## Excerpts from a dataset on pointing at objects
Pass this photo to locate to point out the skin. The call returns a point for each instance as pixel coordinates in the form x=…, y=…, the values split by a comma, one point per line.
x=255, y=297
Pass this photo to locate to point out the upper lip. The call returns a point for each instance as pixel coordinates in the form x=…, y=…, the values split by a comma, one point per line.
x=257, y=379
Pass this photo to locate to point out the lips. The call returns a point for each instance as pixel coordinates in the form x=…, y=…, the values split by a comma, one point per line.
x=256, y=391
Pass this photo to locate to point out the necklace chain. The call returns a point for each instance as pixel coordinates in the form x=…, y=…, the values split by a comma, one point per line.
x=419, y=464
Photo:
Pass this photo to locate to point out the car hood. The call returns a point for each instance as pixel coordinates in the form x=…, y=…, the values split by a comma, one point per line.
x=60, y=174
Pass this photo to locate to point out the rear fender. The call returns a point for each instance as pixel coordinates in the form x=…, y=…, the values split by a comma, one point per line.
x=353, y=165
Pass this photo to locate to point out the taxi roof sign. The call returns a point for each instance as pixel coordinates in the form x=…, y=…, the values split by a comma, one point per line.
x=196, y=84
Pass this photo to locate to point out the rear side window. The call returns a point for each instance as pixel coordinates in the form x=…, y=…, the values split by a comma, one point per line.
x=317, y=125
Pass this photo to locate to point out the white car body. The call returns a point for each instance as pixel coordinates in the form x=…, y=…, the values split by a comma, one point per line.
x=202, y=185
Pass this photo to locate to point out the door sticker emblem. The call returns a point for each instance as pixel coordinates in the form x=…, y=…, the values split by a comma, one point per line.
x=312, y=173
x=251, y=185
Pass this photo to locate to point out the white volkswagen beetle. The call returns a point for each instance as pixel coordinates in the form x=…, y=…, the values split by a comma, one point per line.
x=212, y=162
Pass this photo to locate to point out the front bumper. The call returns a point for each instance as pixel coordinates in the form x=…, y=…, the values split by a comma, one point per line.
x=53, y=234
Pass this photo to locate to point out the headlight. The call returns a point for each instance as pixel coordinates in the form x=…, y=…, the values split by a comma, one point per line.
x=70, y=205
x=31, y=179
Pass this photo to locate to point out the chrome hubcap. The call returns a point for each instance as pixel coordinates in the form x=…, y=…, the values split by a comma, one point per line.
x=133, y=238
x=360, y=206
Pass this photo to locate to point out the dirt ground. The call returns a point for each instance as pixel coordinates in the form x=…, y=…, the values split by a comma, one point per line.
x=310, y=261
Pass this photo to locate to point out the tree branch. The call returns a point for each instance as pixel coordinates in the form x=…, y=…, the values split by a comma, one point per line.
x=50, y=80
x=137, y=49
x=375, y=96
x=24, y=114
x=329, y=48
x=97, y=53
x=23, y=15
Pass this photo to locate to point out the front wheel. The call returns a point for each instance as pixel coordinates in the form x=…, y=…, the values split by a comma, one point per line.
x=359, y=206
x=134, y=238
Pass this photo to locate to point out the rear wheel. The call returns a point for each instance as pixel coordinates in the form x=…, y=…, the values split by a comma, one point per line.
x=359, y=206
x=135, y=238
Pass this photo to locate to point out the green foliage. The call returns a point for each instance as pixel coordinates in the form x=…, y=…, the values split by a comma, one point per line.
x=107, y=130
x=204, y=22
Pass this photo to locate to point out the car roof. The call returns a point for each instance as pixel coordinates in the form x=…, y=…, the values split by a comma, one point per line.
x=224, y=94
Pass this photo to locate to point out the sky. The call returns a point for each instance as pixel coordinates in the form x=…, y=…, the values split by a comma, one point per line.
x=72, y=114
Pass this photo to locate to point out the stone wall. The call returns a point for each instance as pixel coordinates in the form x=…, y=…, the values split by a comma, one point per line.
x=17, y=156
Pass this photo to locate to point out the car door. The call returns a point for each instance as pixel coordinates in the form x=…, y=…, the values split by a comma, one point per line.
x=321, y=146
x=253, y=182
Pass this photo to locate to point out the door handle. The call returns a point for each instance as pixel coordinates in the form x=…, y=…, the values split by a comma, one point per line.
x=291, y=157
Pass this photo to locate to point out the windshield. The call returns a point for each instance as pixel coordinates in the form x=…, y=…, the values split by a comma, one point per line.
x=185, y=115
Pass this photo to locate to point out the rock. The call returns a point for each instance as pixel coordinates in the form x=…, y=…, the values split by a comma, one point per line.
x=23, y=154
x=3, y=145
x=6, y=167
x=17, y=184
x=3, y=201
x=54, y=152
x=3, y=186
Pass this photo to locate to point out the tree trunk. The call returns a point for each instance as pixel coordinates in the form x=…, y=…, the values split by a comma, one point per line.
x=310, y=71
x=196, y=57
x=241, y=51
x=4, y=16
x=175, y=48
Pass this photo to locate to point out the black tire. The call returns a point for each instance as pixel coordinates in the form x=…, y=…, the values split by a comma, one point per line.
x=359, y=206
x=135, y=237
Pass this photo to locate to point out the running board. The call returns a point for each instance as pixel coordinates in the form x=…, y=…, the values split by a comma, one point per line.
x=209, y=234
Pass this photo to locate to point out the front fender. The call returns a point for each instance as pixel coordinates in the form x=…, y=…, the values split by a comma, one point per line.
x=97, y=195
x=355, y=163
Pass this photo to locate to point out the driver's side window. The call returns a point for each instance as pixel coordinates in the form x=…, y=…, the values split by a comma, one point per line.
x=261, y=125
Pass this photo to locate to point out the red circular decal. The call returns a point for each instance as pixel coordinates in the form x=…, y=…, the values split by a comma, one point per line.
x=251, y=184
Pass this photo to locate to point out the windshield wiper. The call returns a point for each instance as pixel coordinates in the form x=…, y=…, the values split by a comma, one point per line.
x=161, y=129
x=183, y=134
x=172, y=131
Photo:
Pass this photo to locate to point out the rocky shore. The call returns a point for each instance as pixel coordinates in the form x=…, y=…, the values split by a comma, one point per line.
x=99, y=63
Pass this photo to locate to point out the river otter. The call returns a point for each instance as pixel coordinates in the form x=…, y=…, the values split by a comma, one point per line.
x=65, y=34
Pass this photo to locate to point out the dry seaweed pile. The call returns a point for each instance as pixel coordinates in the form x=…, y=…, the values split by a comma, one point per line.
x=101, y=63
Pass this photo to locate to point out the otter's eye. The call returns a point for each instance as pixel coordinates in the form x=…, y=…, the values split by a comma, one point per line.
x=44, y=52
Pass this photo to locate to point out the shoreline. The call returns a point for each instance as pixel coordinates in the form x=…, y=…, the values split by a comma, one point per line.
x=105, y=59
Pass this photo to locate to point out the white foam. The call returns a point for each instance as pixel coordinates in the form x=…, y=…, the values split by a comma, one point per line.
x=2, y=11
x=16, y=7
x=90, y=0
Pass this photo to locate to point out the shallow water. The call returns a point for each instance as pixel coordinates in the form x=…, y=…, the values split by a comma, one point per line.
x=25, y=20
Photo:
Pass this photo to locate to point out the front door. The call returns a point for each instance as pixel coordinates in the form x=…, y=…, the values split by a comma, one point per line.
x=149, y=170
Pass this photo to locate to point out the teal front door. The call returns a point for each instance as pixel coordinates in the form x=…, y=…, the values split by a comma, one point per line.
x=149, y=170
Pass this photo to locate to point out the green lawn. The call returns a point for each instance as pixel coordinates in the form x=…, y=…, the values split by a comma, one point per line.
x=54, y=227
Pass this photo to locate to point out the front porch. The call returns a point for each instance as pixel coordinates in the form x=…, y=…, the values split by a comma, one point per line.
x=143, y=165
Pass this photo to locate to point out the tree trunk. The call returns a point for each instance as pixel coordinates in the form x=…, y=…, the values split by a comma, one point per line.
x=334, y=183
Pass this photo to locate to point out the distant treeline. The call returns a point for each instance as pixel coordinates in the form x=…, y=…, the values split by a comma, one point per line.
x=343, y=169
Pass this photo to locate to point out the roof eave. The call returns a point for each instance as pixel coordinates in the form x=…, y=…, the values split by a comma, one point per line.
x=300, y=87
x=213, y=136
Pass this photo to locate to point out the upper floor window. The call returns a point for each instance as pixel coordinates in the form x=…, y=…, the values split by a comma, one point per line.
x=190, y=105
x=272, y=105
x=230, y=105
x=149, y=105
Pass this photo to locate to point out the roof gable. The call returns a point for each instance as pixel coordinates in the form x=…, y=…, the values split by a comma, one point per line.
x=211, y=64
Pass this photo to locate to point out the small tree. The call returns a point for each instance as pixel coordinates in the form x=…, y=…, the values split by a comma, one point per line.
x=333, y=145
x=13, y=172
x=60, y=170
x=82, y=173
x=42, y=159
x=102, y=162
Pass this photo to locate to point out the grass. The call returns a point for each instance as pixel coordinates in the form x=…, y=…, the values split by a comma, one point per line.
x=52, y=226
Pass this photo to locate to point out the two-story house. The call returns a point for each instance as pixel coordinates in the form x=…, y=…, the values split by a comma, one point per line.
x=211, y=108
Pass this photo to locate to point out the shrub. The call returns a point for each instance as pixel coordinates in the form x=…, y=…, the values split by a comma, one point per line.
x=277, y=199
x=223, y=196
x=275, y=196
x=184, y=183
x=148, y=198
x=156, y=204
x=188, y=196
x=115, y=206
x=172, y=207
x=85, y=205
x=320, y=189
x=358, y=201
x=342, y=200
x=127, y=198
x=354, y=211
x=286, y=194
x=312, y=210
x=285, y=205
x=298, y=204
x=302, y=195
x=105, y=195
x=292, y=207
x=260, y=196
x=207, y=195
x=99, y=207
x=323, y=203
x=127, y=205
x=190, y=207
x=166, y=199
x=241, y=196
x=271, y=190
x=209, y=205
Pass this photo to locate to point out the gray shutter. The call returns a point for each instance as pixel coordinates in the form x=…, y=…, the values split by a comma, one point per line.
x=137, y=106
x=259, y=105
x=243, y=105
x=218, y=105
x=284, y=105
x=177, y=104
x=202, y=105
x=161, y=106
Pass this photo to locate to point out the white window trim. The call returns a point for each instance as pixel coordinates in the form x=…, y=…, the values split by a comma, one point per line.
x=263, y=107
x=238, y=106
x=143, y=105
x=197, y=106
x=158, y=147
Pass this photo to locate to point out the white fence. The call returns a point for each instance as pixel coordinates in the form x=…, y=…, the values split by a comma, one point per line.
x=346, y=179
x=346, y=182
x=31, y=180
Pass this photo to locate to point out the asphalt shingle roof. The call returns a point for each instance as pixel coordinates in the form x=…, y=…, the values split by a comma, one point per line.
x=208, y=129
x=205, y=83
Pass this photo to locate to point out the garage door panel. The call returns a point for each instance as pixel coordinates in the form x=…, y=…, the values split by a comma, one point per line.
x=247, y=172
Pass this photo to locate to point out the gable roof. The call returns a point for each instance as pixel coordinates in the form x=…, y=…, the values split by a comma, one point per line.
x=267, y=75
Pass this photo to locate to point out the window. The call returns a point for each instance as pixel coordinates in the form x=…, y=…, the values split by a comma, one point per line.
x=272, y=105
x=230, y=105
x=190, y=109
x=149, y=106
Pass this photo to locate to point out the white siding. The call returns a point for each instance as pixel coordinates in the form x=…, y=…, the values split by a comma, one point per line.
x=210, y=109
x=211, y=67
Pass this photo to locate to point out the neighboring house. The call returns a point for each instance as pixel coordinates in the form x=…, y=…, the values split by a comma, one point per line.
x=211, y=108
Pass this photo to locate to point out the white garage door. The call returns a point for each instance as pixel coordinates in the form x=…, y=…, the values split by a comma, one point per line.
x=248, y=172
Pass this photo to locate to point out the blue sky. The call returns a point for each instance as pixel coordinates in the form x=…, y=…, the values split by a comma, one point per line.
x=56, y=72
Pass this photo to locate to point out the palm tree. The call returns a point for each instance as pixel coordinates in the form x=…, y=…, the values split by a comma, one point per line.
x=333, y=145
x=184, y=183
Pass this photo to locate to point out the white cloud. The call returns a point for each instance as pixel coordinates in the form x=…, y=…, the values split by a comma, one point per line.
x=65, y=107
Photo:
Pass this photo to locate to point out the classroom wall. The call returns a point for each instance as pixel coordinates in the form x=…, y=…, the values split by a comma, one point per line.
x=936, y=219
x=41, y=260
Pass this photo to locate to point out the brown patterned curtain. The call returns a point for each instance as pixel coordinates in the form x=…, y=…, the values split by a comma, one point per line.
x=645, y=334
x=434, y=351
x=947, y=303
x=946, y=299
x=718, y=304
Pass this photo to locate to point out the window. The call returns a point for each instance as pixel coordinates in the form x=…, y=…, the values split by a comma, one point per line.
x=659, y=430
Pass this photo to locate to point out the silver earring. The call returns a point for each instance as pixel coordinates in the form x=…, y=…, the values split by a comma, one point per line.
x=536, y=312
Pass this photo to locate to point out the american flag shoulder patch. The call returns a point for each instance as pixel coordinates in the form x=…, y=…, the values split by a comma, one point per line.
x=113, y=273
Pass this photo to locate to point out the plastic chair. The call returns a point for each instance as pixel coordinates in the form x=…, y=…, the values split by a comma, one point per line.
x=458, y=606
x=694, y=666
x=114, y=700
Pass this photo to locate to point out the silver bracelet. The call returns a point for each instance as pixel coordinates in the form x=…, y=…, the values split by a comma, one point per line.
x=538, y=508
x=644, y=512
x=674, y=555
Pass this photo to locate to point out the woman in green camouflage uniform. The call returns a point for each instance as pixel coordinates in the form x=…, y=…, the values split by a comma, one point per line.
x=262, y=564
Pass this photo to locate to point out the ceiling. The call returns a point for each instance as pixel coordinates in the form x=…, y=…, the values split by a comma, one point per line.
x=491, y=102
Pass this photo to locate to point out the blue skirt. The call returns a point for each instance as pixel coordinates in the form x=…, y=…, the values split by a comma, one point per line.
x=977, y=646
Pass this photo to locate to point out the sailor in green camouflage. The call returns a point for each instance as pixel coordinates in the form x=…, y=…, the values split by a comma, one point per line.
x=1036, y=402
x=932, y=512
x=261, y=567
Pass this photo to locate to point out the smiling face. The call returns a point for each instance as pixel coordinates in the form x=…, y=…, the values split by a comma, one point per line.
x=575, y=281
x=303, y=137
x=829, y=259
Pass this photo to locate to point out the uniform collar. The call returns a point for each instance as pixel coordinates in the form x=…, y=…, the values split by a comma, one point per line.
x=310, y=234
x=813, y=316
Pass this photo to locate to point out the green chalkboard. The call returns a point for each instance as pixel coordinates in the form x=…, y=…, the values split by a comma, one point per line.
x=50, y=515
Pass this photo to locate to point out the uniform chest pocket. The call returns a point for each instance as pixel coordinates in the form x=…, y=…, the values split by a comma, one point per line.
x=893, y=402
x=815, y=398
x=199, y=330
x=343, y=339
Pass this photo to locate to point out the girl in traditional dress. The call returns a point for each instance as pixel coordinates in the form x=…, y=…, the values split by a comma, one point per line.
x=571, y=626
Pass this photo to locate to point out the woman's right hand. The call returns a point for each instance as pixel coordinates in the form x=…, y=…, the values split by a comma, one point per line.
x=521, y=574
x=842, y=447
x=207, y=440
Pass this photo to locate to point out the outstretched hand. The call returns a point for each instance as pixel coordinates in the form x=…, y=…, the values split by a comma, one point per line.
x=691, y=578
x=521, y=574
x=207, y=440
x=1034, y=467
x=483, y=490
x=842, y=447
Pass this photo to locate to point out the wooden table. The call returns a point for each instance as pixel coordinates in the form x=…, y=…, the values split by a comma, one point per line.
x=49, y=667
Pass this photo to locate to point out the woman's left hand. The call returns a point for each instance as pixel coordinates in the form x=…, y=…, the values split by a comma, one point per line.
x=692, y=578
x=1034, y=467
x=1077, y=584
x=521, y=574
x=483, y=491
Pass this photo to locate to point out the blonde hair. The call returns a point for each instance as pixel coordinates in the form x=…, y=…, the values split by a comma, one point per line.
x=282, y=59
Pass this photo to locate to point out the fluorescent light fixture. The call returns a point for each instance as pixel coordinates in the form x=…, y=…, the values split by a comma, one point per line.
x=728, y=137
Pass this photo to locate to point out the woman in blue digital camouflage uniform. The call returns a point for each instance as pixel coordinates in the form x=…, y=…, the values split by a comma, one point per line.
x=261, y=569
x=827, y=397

## Task objective
Quote, word for word, the lines starting at the one that contains "Pass this photo to locate to point out the palm" and ending at the one that contains "x=41, y=260". Include both of those lines.

## Result of the task
Pass this photo to locate to point out the palm tree. The call returns a point for each instance as pixel coordinates in the form x=…, y=…, the values split by a comma, one point per line.
x=333, y=145
x=184, y=183
Pass this photo to locate to point out the white cloud. The call returns a point for each instance as pixel coordinates in the form x=…, y=…, the values split by a comma, one point per line.
x=65, y=107
Photo:
Pass this photo to locate to point out the classroom wall. The call returns a point for each instance as pixel coordinates in the form x=…, y=…, the values split by a comma, one point per line.
x=936, y=219
x=41, y=260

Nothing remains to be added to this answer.